Write out the part of the tuning shop thread that opens with the words containing "they have till" and closes with "of my rant!".

#### [Text passage]
+ + + +

# Disappointed with revolution NE!



## Gforce (May 10, 2011)

Last month I called into revolution to see about short shifter and dv
while I was there started talking to one of the lads about my plans for the tt remap etc he told me that they were about to starting doing remaps for all vag cars just waiting for kit to allow them to do proper checks on vag cars but assured me it would be early this month
I'd already kind of decided I was going to go to pdt tuning
Anyway the lad at the counter did a good job of taking me round giving me my panel filter for free there and then and offering me a 10% discount on the map I decided to leave a £100 deposit to take the edge off my final bill and told them to give me a call when they had everything sorted. it's now the tail end of the month and not one call or email?
they have till the end of the month to get in touch or it will be a refund and I'll be going elsewhere

Last time I used them (years ago!) they fitted golf suspension to my mk2 scirocco scala saying it would be fine it wasn't! Springs collapsed maybe I should learn my lesson and stay away

Sorry for the length of my rant!

But I feel loads better with it off my chest 

This thread may be better suited to the flame room on reflection


----------



## T3RBO (Dec 9, 2003)

Probably best to give them a ring mate, just to see what is going on and put your mind at rest :wink:


----------



## Gforce (May 10, 2011)

I will in the morning it just gets my back up when people say they will do something and don't just good customer service mountain out off a mole hill for some but I needed a rant lol


----------



## jamman (May 6, 2002)

Don't blame you Gforce give 'em hell


----------



## Gazzer (Jun 12, 2010)

the lad on the counter who no longer works there says he had a great night out on the oner you gave him. 

joke


----------



## Charlie (Dec 15, 2006)

gazzer1964 said:


> the lad on the counter who no longer works there says he had a great night out on the oner you gave him.  joke


 :lol: :lol: :lol:


----------



## skiwhiz (Feb 17, 2008)

Sure its Glen who owns the company he has a mkII so won't hold that against him :wink: but he is a good guy and attends the local meet now and again so I would ring and ask for him and see what he has to say.


----------



## Gforce (May 10, 2011)

I'm going to give them a ring when I have time working sh!t hours at the min so not had much time also wanted them to ring me as I shouldn't have to chase it up 
it's the common courtesy off it that's getting my back up it's a local business that I'm more than happy to spend a fair bit with as the list of mod's I want just keeps growing!
I just want good customer service in return


----------



## Gforce (May 10, 2011)

gazzer1964 said:


> the lad on the counter who no longer works there says he had a great night out on the oner you gave him.
> 
> joke


 trust me I'd track him down 

My other hobby is hunting lol


----------



## garyv6 (Jul 24, 2010)

For me m8 if anyone had done work on my car & knackered it up as in suspension on your Scirocco I wouldn't let them anywhere near my car again, simple as

Defo nowhere near my car with an unproven track history on a re-map why should you be their guinea pig?

old saying once bitten..... I think you know the rest.

Me I'd get my money back asap & keep walking as soon as you get it


----------



## Gforce (May 10, 2011)

Iv been thinking that myself but it was about 8year ago they have a nice new building/workshop now plus it's only about 10min from my house

The other thing is when I was asking about the remaps they told me they were getting there own maps made up
I said I was looking for a stage2 and the lad said they wont be going by stages it will be a set map that they tinker with to get the best possible from any car saying that all the maps are basically the same base code anyway 
they don't have a rolling road not sure if that matters but like I said I'll be one of there first cars they have mapped so I'm a bit nervous about it ??

+ + + +

#### [Provided material]
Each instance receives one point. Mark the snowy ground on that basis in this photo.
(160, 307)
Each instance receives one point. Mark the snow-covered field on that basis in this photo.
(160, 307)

+ + + +

#### [Worked answer]
they have till the end of the month to get in touch or it will be a refund and I'll be going elsewhere

Last time I used them (years ago!) they fitted golf suspension to my mk2 scirocco scala saying it would be fine it wasn't! Springs collapsed maybe I should learn my lesson and stay away

Sorry for the length of my rant!